__What to work on__
All the entries need to be duplicated exactly, with the pictures omitted.

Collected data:
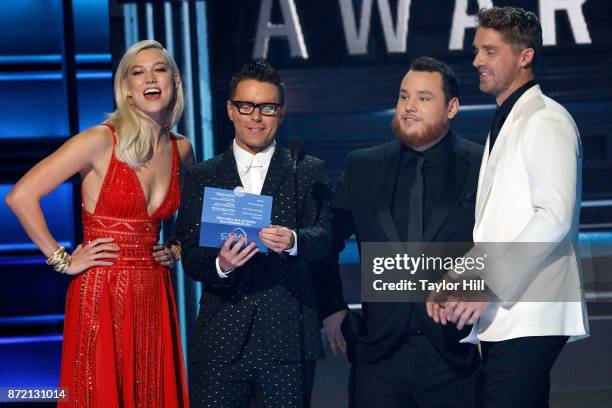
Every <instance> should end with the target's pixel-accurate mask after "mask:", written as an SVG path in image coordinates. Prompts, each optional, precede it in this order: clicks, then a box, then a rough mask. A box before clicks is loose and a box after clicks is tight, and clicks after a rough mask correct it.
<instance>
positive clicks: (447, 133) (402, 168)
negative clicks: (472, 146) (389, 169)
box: [391, 132, 454, 241]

__Response for this exercise__
Every <instance> should end with the target's pixel-accurate mask after "mask:", written as an SVG path in image coordinates. Prompts, each optional, precede it in this order: clicks, then a box, then a rough mask. A box before clicks is loose and a box after clicks is tight, and clicks after a rough mask correct it.
<instance>
positive clicks: (447, 133) (402, 168)
negative clicks: (472, 146) (389, 169)
box: [391, 132, 454, 241]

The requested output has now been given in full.